### Your objective
Lay out each line of the listing as a string in a JSON list, leaving out blank lines.

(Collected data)
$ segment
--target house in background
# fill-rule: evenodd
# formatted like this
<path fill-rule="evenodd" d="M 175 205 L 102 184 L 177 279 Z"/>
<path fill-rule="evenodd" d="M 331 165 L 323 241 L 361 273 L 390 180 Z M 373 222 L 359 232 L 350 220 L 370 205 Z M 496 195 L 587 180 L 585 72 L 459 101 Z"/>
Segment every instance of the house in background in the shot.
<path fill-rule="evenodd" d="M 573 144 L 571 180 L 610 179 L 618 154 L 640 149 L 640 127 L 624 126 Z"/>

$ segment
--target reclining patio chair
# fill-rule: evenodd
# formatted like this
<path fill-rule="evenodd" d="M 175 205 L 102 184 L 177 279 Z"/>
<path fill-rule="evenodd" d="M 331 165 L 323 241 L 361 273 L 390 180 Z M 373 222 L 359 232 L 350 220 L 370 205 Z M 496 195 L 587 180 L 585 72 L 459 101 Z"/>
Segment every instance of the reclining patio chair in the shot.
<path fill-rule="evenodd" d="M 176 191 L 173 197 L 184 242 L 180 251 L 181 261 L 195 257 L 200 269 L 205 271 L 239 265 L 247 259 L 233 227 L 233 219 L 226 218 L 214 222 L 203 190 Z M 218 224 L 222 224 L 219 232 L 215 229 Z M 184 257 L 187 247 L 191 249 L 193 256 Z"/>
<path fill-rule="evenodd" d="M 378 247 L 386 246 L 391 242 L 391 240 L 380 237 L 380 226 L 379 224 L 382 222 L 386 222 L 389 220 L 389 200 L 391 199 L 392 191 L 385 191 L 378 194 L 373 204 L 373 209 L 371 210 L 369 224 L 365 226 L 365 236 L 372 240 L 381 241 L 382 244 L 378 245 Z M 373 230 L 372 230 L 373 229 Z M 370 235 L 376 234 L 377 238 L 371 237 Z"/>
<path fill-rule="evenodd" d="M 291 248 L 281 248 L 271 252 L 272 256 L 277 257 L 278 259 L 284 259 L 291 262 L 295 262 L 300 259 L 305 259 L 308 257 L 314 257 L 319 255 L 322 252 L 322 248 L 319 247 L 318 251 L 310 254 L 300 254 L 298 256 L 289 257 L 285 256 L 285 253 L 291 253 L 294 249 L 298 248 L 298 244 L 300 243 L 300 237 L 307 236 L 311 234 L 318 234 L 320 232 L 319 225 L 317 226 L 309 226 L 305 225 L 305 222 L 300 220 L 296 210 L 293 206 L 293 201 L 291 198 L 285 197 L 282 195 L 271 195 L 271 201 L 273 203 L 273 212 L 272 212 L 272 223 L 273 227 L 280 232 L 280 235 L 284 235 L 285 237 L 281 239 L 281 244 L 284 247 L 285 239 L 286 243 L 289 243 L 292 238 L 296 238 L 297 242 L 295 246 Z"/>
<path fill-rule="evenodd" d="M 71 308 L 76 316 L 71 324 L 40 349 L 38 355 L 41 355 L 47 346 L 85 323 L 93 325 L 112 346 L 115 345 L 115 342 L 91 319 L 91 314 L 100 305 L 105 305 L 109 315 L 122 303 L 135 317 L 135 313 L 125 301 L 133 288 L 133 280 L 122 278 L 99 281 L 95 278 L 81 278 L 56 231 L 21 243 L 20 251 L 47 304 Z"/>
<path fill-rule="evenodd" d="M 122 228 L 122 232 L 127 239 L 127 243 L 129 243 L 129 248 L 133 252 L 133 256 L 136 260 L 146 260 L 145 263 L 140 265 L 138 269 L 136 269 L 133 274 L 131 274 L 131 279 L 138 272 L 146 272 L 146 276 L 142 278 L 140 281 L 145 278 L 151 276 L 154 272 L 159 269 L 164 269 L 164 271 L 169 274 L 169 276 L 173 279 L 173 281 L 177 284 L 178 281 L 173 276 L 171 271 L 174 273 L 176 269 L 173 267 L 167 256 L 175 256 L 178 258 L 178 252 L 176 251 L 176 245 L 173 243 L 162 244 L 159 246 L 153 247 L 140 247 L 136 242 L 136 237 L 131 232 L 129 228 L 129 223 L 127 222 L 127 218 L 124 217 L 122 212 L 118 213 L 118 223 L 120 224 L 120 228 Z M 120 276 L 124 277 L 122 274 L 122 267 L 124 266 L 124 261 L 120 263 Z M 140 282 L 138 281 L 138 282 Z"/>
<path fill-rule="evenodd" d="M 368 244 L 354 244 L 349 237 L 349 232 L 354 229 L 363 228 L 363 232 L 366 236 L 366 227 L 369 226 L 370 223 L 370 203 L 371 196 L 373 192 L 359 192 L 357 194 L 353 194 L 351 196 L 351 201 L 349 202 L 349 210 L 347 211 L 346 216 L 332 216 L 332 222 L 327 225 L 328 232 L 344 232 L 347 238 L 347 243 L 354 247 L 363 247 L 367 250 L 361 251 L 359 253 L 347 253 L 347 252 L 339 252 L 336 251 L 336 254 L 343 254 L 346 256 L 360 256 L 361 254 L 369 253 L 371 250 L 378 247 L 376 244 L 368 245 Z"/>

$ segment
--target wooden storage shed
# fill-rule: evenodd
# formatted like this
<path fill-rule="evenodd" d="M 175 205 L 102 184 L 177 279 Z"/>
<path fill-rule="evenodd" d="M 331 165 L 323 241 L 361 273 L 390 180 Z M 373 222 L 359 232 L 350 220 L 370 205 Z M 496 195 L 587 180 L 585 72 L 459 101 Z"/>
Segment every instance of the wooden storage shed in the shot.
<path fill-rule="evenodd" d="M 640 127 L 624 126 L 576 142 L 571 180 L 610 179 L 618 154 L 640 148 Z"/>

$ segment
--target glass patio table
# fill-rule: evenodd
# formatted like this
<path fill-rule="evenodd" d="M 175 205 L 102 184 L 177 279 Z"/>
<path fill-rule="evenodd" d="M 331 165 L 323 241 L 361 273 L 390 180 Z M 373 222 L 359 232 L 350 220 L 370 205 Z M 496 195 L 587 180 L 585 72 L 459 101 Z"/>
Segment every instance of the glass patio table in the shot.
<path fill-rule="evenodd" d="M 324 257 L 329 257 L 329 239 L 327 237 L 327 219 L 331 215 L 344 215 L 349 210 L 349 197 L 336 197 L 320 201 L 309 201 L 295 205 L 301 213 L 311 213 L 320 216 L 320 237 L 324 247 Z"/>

### Final answer
[
  "$ segment",
  "--target house in background",
  "# fill-rule: evenodd",
  "# formatted like this",
  "<path fill-rule=\"evenodd\" d=\"M 175 205 L 102 184 L 177 279 Z\"/>",
  "<path fill-rule=\"evenodd\" d=\"M 331 165 L 323 241 L 361 273 L 390 180 Z M 373 222 L 359 232 L 350 220 L 370 205 Z M 496 195 L 587 180 L 585 72 L 459 101 Z\"/>",
  "Segment every instance of the house in background in the shot.",
  "<path fill-rule=\"evenodd\" d=\"M 573 144 L 571 180 L 610 179 L 618 154 L 640 149 L 640 127 L 624 126 Z\"/>",
  "$ segment",
  "--target reclining patio chair",
  "# fill-rule: evenodd",
  "# formatted like this",
  "<path fill-rule=\"evenodd\" d=\"M 175 205 L 102 184 L 177 279 Z\"/>",
  "<path fill-rule=\"evenodd\" d=\"M 331 165 L 323 241 L 361 273 L 390 180 Z M 373 222 L 359 232 L 350 220 L 370 205 Z M 496 195 L 587 180 L 585 72 L 459 101 Z\"/>",
  "Segment every instance of the reclining patio chair in the shot.",
  "<path fill-rule=\"evenodd\" d=\"M 176 191 L 173 197 L 184 242 L 180 251 L 181 261 L 195 257 L 200 269 L 205 271 L 239 265 L 247 259 L 233 227 L 233 219 L 226 218 L 214 222 L 203 190 Z M 218 224 L 222 224 L 219 232 L 215 229 Z M 184 257 L 187 247 L 191 249 L 193 256 Z\"/>",
  "<path fill-rule=\"evenodd\" d=\"M 378 247 L 386 246 L 391 242 L 391 240 L 380 237 L 380 226 L 379 224 L 382 222 L 386 222 L 389 220 L 389 200 L 391 199 L 392 191 L 385 191 L 378 194 L 373 204 L 373 209 L 371 210 L 369 224 L 365 226 L 365 236 L 372 240 L 381 241 L 382 244 L 378 245 Z M 373 230 L 372 230 L 373 229 Z M 370 235 L 376 234 L 377 238 L 371 237 Z\"/>",
  "<path fill-rule=\"evenodd\" d=\"M 291 248 L 281 248 L 271 252 L 272 256 L 277 257 L 278 259 L 284 259 L 291 262 L 295 262 L 300 259 L 305 259 L 308 257 L 314 257 L 319 255 L 322 252 L 322 248 L 319 247 L 318 251 L 310 254 L 300 254 L 298 256 L 289 257 L 285 256 L 285 253 L 291 253 L 294 249 L 298 248 L 298 244 L 300 243 L 300 237 L 307 236 L 311 234 L 318 234 L 320 232 L 319 225 L 317 226 L 309 226 L 305 225 L 305 222 L 300 220 L 296 210 L 293 206 L 293 201 L 291 198 L 285 197 L 282 195 L 271 195 L 271 201 L 273 203 L 273 212 L 272 212 L 272 223 L 273 227 L 280 232 L 280 235 L 284 235 L 285 237 L 281 239 L 281 244 L 284 247 L 285 239 L 286 243 L 289 243 L 292 238 L 296 238 L 297 242 L 295 246 Z\"/>",
  "<path fill-rule=\"evenodd\" d=\"M 71 308 L 76 316 L 71 324 L 40 349 L 38 355 L 41 355 L 47 346 L 85 323 L 93 325 L 112 346 L 115 345 L 115 342 L 91 319 L 91 314 L 100 305 L 105 305 L 109 315 L 122 303 L 135 317 L 135 313 L 125 301 L 133 288 L 133 280 L 122 278 L 99 281 L 95 278 L 81 278 L 56 231 L 21 243 L 20 251 L 47 304 Z\"/>",
  "<path fill-rule=\"evenodd\" d=\"M 122 228 L 122 232 L 127 239 L 127 243 L 129 243 L 129 248 L 133 252 L 133 256 L 136 260 L 146 260 L 145 263 L 140 265 L 138 269 L 136 269 L 133 274 L 131 274 L 131 279 L 138 272 L 146 272 L 146 276 L 142 278 L 140 281 L 145 278 L 151 276 L 154 272 L 159 269 L 164 269 L 164 271 L 169 274 L 169 276 L 173 279 L 173 281 L 177 284 L 178 281 L 173 276 L 171 271 L 174 273 L 176 269 L 173 267 L 167 256 L 175 256 L 178 258 L 178 252 L 176 251 L 176 245 L 173 243 L 162 244 L 159 246 L 153 247 L 140 247 L 136 242 L 136 237 L 131 232 L 129 228 L 129 223 L 127 222 L 127 218 L 124 217 L 122 212 L 118 213 L 118 223 L 120 224 L 120 228 Z M 120 276 L 124 277 L 122 274 L 122 267 L 124 266 L 124 261 L 120 263 Z M 140 282 L 138 281 L 138 282 Z\"/>",
  "<path fill-rule=\"evenodd\" d=\"M 368 244 L 354 244 L 349 237 L 349 232 L 354 229 L 363 228 L 363 232 L 366 236 L 366 227 L 369 226 L 370 223 L 370 203 L 371 196 L 373 192 L 359 192 L 357 194 L 353 194 L 351 196 L 351 201 L 349 202 L 349 210 L 347 211 L 346 216 L 332 216 L 332 222 L 327 225 L 328 232 L 344 232 L 347 238 L 347 243 L 354 247 L 363 247 L 367 250 L 361 251 L 359 253 L 347 253 L 347 252 L 339 252 L 336 251 L 336 254 L 343 254 L 346 256 L 360 256 L 361 254 L 369 253 L 371 250 L 378 247 L 376 244 L 368 245 Z\"/>",
  "$ segment",
  "--target wooden storage shed",
  "# fill-rule: evenodd",
  "# formatted like this",
  "<path fill-rule=\"evenodd\" d=\"M 175 205 L 102 184 L 177 279 Z\"/>",
  "<path fill-rule=\"evenodd\" d=\"M 331 165 L 323 241 L 361 273 L 390 180 Z M 373 222 L 359 232 L 350 220 L 370 205 Z M 496 195 L 587 180 L 585 72 L 459 101 Z\"/>",
  "Segment every instance of the wooden storage shed in the shot.",
  "<path fill-rule=\"evenodd\" d=\"M 640 127 L 624 126 L 576 142 L 571 180 L 610 179 L 618 154 L 640 148 Z\"/>",
  "$ segment",
  "--target glass patio table",
  "# fill-rule: evenodd",
  "# formatted like this",
  "<path fill-rule=\"evenodd\" d=\"M 175 205 L 102 184 L 177 279 Z\"/>",
  "<path fill-rule=\"evenodd\" d=\"M 331 165 L 323 241 L 361 273 L 390 180 Z M 373 222 L 359 232 L 350 220 L 370 205 Z M 496 195 L 587 180 L 585 72 L 459 101 Z\"/>",
  "Segment every instance of the glass patio table in the shot.",
  "<path fill-rule=\"evenodd\" d=\"M 324 257 L 329 257 L 329 239 L 327 237 L 327 219 L 331 215 L 344 215 L 349 210 L 349 197 L 336 197 L 320 201 L 309 201 L 295 205 L 301 213 L 311 213 L 320 216 L 320 237 L 324 247 Z\"/>"
]